[start]

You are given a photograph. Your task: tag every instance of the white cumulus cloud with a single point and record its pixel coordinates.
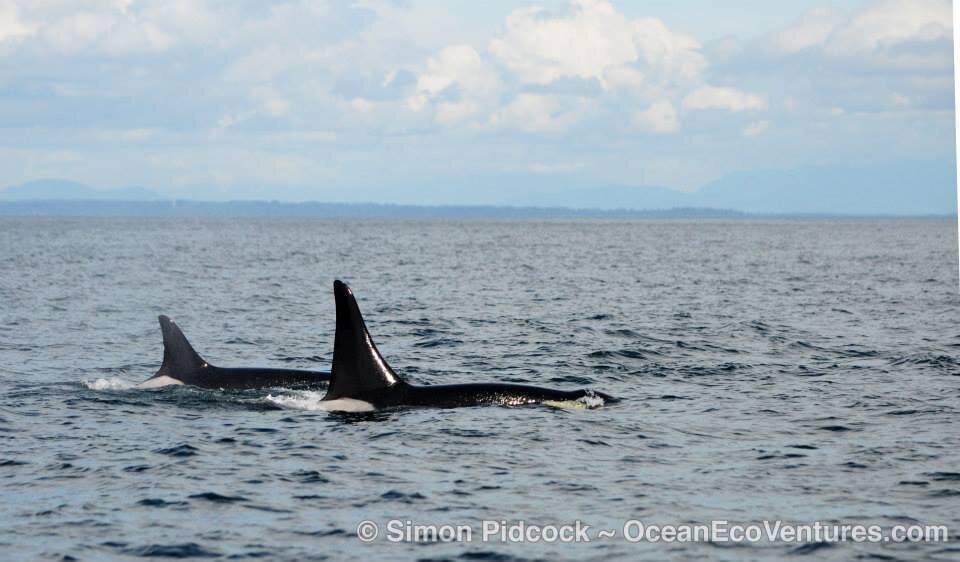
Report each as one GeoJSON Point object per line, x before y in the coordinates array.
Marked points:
{"type": "Point", "coordinates": [660, 117]}
{"type": "Point", "coordinates": [595, 41]}
{"type": "Point", "coordinates": [730, 99]}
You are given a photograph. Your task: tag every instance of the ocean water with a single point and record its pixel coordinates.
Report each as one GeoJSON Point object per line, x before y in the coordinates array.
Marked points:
{"type": "Point", "coordinates": [792, 371]}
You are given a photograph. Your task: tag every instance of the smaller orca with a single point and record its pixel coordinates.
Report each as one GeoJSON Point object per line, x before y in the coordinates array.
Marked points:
{"type": "Point", "coordinates": [183, 365]}
{"type": "Point", "coordinates": [361, 380]}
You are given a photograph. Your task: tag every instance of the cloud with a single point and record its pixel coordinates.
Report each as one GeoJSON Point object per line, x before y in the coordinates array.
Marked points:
{"type": "Point", "coordinates": [885, 32]}
{"type": "Point", "coordinates": [11, 26]}
{"type": "Point", "coordinates": [595, 42]}
{"type": "Point", "coordinates": [730, 99]}
{"type": "Point", "coordinates": [756, 128]}
{"type": "Point", "coordinates": [289, 91]}
{"type": "Point", "coordinates": [537, 113]}
{"type": "Point", "coordinates": [660, 117]}
{"type": "Point", "coordinates": [457, 84]}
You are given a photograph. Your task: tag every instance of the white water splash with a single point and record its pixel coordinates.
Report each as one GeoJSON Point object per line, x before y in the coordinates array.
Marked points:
{"type": "Point", "coordinates": [113, 383]}
{"type": "Point", "coordinates": [588, 402]}
{"type": "Point", "coordinates": [310, 400]}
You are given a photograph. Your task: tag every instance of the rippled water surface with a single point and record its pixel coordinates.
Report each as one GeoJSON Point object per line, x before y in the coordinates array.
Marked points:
{"type": "Point", "coordinates": [794, 370]}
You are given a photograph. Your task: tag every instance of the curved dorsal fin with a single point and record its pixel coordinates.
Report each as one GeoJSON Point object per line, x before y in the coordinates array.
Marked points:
{"type": "Point", "coordinates": [358, 368]}
{"type": "Point", "coordinates": [179, 358]}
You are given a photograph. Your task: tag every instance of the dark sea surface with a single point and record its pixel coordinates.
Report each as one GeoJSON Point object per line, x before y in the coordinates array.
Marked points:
{"type": "Point", "coordinates": [801, 371]}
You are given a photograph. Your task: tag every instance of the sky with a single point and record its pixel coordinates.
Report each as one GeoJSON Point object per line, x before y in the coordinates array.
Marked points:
{"type": "Point", "coordinates": [297, 100]}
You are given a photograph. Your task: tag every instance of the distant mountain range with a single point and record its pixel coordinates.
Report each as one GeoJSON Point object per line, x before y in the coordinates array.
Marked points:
{"type": "Point", "coordinates": [895, 189]}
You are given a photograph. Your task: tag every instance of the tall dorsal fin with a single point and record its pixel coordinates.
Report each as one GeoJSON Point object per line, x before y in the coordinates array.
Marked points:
{"type": "Point", "coordinates": [358, 368]}
{"type": "Point", "coordinates": [179, 358]}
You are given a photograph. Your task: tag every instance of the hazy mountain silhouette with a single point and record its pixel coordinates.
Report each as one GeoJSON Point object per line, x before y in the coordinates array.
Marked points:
{"type": "Point", "coordinates": [911, 188]}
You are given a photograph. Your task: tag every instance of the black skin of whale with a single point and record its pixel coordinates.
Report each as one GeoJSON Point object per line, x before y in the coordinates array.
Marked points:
{"type": "Point", "coordinates": [182, 363]}
{"type": "Point", "coordinates": [359, 372]}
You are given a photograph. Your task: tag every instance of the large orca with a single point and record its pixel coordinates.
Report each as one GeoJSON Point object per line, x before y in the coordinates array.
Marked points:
{"type": "Point", "coordinates": [183, 365]}
{"type": "Point", "coordinates": [361, 380]}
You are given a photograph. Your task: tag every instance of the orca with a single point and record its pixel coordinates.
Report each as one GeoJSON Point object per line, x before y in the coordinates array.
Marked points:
{"type": "Point", "coordinates": [361, 380]}
{"type": "Point", "coordinates": [183, 365]}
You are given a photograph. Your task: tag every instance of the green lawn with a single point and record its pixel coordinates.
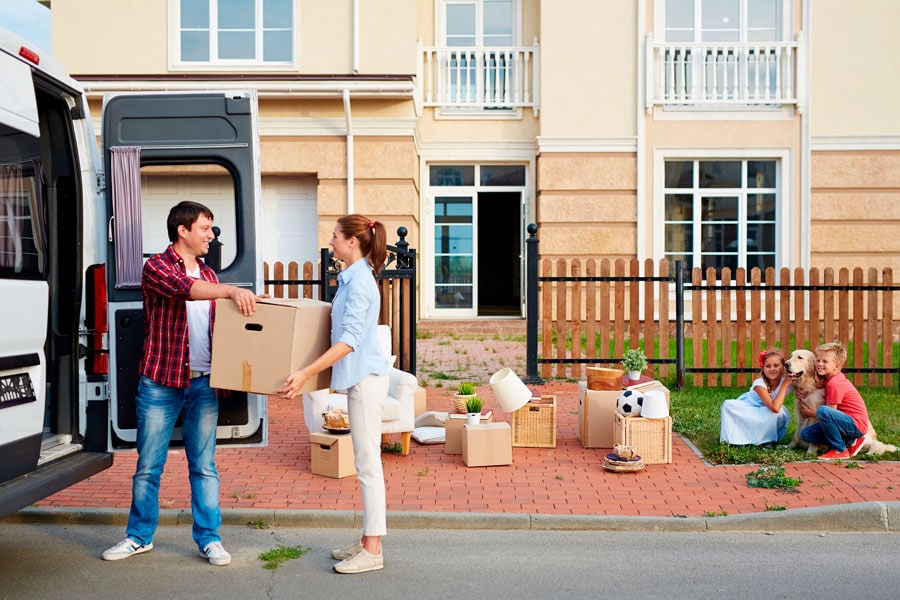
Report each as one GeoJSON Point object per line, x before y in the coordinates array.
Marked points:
{"type": "Point", "coordinates": [695, 415]}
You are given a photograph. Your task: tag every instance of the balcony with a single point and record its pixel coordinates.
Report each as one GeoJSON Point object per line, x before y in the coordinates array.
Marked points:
{"type": "Point", "coordinates": [723, 76]}
{"type": "Point", "coordinates": [478, 80]}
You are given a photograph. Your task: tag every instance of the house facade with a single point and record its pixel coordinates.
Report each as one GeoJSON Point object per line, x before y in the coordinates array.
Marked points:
{"type": "Point", "coordinates": [721, 132]}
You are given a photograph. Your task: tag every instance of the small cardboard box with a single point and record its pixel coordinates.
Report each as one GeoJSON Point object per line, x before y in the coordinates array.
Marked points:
{"type": "Point", "coordinates": [256, 353]}
{"type": "Point", "coordinates": [596, 416]}
{"type": "Point", "coordinates": [419, 401]}
{"type": "Point", "coordinates": [331, 455]}
{"type": "Point", "coordinates": [453, 430]}
{"type": "Point", "coordinates": [487, 445]}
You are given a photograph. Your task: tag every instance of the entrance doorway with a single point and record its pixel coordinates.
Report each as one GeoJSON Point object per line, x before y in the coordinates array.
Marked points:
{"type": "Point", "coordinates": [499, 254]}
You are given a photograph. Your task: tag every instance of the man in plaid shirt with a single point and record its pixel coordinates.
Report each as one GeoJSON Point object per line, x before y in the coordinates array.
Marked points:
{"type": "Point", "coordinates": [179, 292]}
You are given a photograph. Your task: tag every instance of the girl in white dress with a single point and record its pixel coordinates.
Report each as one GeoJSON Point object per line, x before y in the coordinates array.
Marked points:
{"type": "Point", "coordinates": [758, 416]}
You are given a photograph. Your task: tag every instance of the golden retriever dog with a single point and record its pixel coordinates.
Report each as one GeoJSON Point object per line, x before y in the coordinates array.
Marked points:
{"type": "Point", "coordinates": [801, 368]}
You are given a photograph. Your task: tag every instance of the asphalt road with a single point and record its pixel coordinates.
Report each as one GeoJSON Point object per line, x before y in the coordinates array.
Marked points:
{"type": "Point", "coordinates": [61, 561]}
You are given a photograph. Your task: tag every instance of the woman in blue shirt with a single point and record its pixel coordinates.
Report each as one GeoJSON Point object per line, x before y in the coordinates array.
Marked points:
{"type": "Point", "coordinates": [359, 366]}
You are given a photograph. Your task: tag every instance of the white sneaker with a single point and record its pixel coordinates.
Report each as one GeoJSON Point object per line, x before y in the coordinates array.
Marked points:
{"type": "Point", "coordinates": [361, 562]}
{"type": "Point", "coordinates": [124, 549]}
{"type": "Point", "coordinates": [215, 553]}
{"type": "Point", "coordinates": [346, 552]}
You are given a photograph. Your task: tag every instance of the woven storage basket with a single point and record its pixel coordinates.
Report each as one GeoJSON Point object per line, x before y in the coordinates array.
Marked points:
{"type": "Point", "coordinates": [651, 438]}
{"type": "Point", "coordinates": [534, 425]}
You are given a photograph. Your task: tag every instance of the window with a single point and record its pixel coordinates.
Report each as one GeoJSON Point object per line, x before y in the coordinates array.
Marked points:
{"type": "Point", "coordinates": [23, 223]}
{"type": "Point", "coordinates": [733, 51]}
{"type": "Point", "coordinates": [476, 75]}
{"type": "Point", "coordinates": [235, 32]}
{"type": "Point", "coordinates": [721, 213]}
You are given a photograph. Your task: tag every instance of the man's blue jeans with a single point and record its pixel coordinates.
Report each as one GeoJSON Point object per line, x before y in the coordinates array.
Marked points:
{"type": "Point", "coordinates": [835, 428]}
{"type": "Point", "coordinates": [158, 407]}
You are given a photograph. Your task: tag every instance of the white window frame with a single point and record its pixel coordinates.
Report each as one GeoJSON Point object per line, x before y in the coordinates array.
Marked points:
{"type": "Point", "coordinates": [783, 198]}
{"type": "Point", "coordinates": [440, 33]}
{"type": "Point", "coordinates": [216, 64]}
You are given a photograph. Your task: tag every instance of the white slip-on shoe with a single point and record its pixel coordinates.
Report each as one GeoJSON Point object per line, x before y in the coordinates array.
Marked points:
{"type": "Point", "coordinates": [215, 553]}
{"type": "Point", "coordinates": [361, 562]}
{"type": "Point", "coordinates": [124, 549]}
{"type": "Point", "coordinates": [346, 552]}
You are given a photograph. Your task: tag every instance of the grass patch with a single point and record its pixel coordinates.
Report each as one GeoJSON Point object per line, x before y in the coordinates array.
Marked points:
{"type": "Point", "coordinates": [275, 557]}
{"type": "Point", "coordinates": [773, 478]}
{"type": "Point", "coordinates": [696, 416]}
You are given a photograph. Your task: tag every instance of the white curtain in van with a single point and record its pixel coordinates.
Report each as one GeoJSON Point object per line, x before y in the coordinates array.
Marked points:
{"type": "Point", "coordinates": [126, 189]}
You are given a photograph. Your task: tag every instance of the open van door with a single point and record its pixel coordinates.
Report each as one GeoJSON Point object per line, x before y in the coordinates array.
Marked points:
{"type": "Point", "coordinates": [172, 147]}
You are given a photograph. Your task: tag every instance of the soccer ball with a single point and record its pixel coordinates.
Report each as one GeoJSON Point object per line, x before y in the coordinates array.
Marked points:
{"type": "Point", "coordinates": [629, 403]}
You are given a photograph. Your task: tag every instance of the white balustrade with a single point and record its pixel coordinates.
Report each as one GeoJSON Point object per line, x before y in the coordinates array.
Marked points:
{"type": "Point", "coordinates": [479, 78]}
{"type": "Point", "coordinates": [721, 75]}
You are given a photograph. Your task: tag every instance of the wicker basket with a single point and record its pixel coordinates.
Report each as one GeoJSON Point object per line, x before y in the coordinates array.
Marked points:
{"type": "Point", "coordinates": [534, 425]}
{"type": "Point", "coordinates": [651, 438]}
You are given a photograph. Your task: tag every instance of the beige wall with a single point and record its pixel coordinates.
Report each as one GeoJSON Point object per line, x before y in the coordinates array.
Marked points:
{"type": "Point", "coordinates": [588, 68]}
{"type": "Point", "coordinates": [855, 60]}
{"type": "Point", "coordinates": [855, 208]}
{"type": "Point", "coordinates": [130, 37]}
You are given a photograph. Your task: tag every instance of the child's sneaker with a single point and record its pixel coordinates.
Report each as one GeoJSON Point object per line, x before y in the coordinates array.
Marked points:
{"type": "Point", "coordinates": [835, 455]}
{"type": "Point", "coordinates": [856, 446]}
{"type": "Point", "coordinates": [216, 555]}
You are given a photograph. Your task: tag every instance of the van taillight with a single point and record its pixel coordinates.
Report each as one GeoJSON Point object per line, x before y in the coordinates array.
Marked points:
{"type": "Point", "coordinates": [95, 321]}
{"type": "Point", "coordinates": [29, 55]}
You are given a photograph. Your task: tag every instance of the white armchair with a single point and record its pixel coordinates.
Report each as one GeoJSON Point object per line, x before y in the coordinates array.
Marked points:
{"type": "Point", "coordinates": [398, 415]}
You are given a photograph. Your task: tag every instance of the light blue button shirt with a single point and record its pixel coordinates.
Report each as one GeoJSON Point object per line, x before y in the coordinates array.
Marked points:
{"type": "Point", "coordinates": [354, 319]}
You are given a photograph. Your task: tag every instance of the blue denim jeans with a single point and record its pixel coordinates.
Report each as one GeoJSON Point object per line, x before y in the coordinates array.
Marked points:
{"type": "Point", "coordinates": [834, 428]}
{"type": "Point", "coordinates": [158, 407]}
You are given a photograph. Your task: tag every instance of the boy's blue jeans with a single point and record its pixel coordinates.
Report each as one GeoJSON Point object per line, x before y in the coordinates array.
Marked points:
{"type": "Point", "coordinates": [834, 428]}
{"type": "Point", "coordinates": [158, 407]}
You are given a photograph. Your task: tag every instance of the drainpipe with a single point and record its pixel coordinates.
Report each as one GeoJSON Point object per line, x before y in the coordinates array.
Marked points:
{"type": "Point", "coordinates": [347, 115]}
{"type": "Point", "coordinates": [356, 37]}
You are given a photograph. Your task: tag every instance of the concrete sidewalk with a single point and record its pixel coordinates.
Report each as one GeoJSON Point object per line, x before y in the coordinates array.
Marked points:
{"type": "Point", "coordinates": [564, 487]}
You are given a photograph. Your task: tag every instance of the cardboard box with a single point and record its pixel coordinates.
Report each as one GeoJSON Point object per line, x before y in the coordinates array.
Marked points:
{"type": "Point", "coordinates": [453, 430]}
{"type": "Point", "coordinates": [420, 405]}
{"type": "Point", "coordinates": [255, 354]}
{"type": "Point", "coordinates": [487, 445]}
{"type": "Point", "coordinates": [596, 416]}
{"type": "Point", "coordinates": [331, 455]}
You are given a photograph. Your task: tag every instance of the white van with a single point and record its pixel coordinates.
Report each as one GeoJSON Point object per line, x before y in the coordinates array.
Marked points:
{"type": "Point", "coordinates": [72, 244]}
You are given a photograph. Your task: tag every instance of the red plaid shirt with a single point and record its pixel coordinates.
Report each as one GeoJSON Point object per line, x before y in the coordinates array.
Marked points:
{"type": "Point", "coordinates": [166, 287]}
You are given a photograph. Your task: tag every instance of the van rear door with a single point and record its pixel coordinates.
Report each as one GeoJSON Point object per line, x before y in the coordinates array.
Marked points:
{"type": "Point", "coordinates": [188, 146]}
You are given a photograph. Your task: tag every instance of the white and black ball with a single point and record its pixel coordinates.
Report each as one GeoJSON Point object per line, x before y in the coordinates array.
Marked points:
{"type": "Point", "coordinates": [629, 403]}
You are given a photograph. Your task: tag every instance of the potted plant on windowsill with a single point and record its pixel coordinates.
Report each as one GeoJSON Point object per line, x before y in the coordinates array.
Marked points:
{"type": "Point", "coordinates": [634, 362]}
{"type": "Point", "coordinates": [473, 410]}
{"type": "Point", "coordinates": [465, 391]}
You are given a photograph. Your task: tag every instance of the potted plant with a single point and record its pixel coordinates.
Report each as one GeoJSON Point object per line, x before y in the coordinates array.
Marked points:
{"type": "Point", "coordinates": [634, 362]}
{"type": "Point", "coordinates": [465, 391]}
{"type": "Point", "coordinates": [473, 410]}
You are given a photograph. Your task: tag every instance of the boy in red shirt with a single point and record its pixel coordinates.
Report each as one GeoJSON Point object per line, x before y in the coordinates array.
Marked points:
{"type": "Point", "coordinates": [843, 419]}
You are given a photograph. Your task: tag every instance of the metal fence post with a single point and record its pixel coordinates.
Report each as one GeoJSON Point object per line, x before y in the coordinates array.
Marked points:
{"type": "Point", "coordinates": [531, 305]}
{"type": "Point", "coordinates": [679, 323]}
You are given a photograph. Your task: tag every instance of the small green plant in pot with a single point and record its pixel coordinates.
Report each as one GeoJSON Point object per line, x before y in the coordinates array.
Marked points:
{"type": "Point", "coordinates": [634, 362]}
{"type": "Point", "coordinates": [465, 391]}
{"type": "Point", "coordinates": [473, 410]}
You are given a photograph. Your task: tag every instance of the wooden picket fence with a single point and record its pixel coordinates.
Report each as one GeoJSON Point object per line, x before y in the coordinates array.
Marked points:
{"type": "Point", "coordinates": [588, 307]}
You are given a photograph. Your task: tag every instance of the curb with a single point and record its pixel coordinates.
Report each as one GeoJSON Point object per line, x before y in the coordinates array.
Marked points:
{"type": "Point", "coordinates": [882, 517]}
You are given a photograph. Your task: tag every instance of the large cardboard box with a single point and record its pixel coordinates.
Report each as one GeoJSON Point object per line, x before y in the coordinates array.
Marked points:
{"type": "Point", "coordinates": [487, 445]}
{"type": "Point", "coordinates": [453, 430]}
{"type": "Point", "coordinates": [331, 455]}
{"type": "Point", "coordinates": [596, 416]}
{"type": "Point", "coordinates": [256, 353]}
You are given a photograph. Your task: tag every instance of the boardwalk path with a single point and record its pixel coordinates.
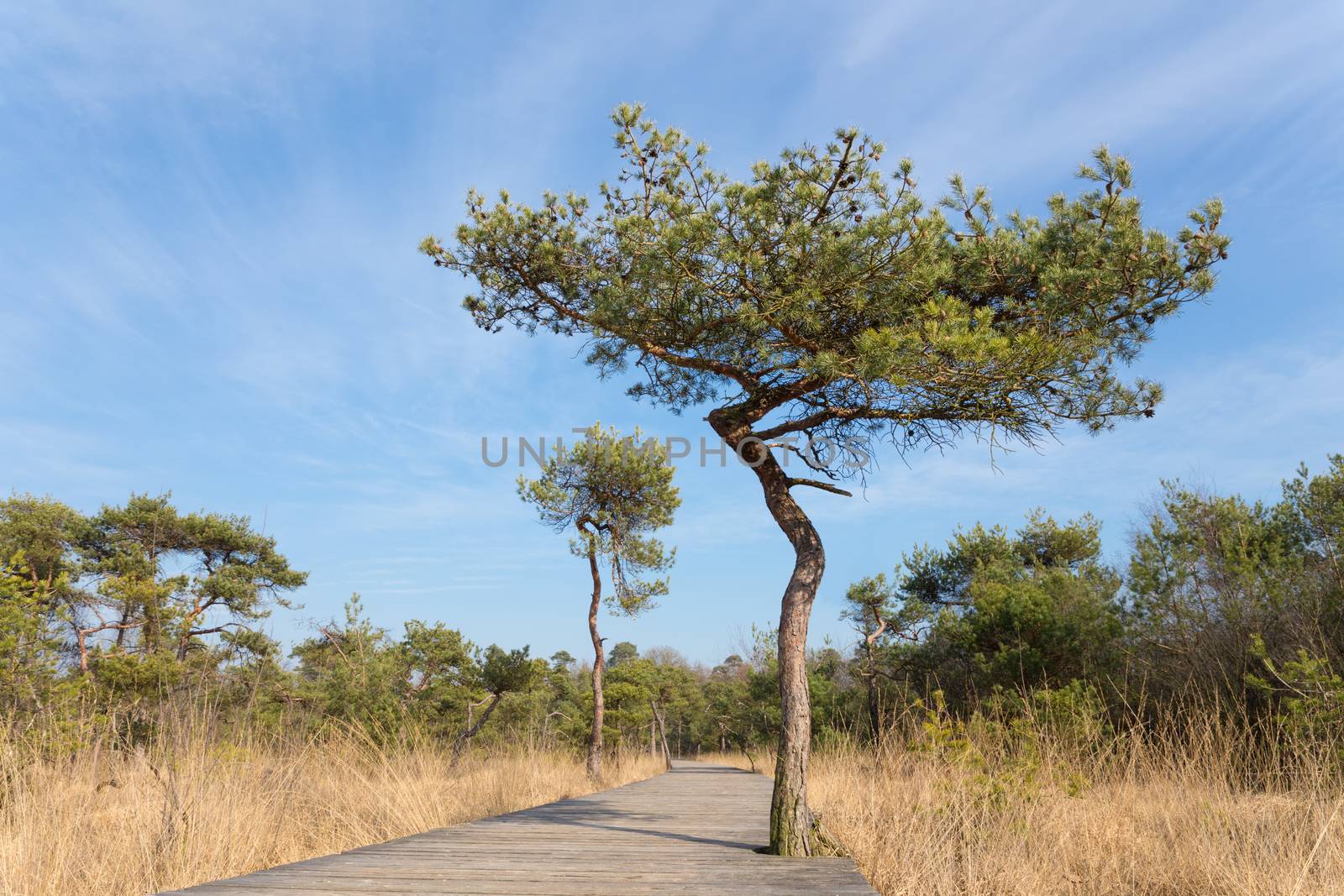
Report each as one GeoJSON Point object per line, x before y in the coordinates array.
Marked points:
{"type": "Point", "coordinates": [690, 831]}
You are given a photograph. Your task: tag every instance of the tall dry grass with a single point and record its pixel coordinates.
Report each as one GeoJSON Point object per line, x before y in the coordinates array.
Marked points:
{"type": "Point", "coordinates": [1207, 815]}
{"type": "Point", "coordinates": [195, 806]}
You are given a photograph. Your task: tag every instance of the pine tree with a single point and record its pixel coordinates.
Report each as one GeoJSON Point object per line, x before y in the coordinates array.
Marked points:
{"type": "Point", "coordinates": [820, 305]}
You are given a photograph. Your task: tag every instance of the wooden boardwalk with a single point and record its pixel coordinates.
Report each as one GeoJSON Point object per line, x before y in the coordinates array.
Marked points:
{"type": "Point", "coordinates": [690, 831]}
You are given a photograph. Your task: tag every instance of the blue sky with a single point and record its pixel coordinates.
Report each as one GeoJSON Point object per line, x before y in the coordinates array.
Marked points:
{"type": "Point", "coordinates": [208, 280]}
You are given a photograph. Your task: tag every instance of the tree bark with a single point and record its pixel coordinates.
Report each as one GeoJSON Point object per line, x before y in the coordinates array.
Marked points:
{"type": "Point", "coordinates": [790, 820]}
{"type": "Point", "coordinates": [595, 762]}
{"type": "Point", "coordinates": [663, 732]}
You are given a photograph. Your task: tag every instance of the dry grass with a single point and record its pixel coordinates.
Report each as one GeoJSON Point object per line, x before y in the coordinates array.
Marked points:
{"type": "Point", "coordinates": [198, 808]}
{"type": "Point", "coordinates": [1147, 819]}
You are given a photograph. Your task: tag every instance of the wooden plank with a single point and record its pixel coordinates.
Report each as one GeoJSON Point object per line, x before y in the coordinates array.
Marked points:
{"type": "Point", "coordinates": [692, 829]}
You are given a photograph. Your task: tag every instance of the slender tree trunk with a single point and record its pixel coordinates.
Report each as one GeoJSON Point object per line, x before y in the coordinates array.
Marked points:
{"type": "Point", "coordinates": [790, 820]}
{"type": "Point", "coordinates": [874, 712]}
{"type": "Point", "coordinates": [595, 765]}
{"type": "Point", "coordinates": [663, 732]}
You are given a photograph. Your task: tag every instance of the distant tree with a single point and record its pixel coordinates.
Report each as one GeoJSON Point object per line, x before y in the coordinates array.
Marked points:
{"type": "Point", "coordinates": [354, 672]}
{"type": "Point", "coordinates": [870, 609]}
{"type": "Point", "coordinates": [501, 673]}
{"type": "Point", "coordinates": [161, 580]}
{"type": "Point", "coordinates": [820, 301]}
{"type": "Point", "coordinates": [1014, 611]}
{"type": "Point", "coordinates": [622, 652]}
{"type": "Point", "coordinates": [613, 495]}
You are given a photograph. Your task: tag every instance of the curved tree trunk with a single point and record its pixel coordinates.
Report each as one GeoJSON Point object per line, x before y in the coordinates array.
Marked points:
{"type": "Point", "coordinates": [790, 820]}
{"type": "Point", "coordinates": [595, 763]}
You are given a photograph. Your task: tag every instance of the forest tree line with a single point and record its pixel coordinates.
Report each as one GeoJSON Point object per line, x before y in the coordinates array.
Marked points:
{"type": "Point", "coordinates": [1222, 605]}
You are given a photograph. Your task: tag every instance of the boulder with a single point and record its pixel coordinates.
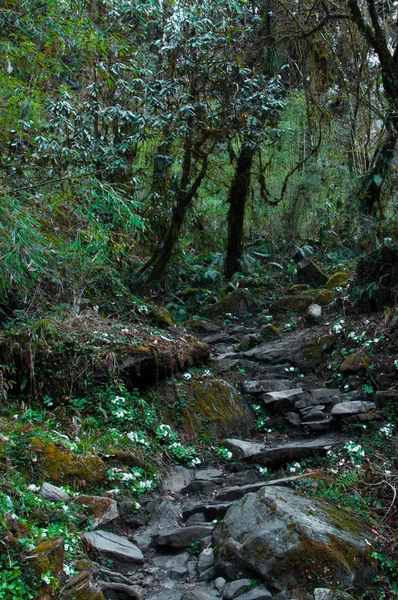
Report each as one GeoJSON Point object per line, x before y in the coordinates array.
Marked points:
{"type": "Point", "coordinates": [320, 296]}
{"type": "Point", "coordinates": [314, 313]}
{"type": "Point", "coordinates": [288, 539]}
{"type": "Point", "coordinates": [238, 303]}
{"type": "Point", "coordinates": [54, 493]}
{"type": "Point", "coordinates": [309, 272]}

[end]

WHAT IS REQUIRED - Beginning at the line with "of the forest", reproduce each line exactly through the last line of the records above, with pictures left out.

EXERCISE OUTPUT -
You are given a photograph. Your task: tag every instance of the forest tree line with a single point and record its pixel coordinates.
Report each as one GeoJSON Point object per line, x before y in the coordinates array.
Marked points:
{"type": "Point", "coordinates": [1222, 605]}
You are given a photograph. Your task: tag every instance of the boulder with a single point and record its pixel coordinates.
Report each as one GeoJSON Point object per line, x before y in the coordinates array.
Marked points:
{"type": "Point", "coordinates": [320, 296]}
{"type": "Point", "coordinates": [314, 313]}
{"type": "Point", "coordinates": [288, 539]}
{"type": "Point", "coordinates": [238, 303]}
{"type": "Point", "coordinates": [54, 493]}
{"type": "Point", "coordinates": [309, 272]}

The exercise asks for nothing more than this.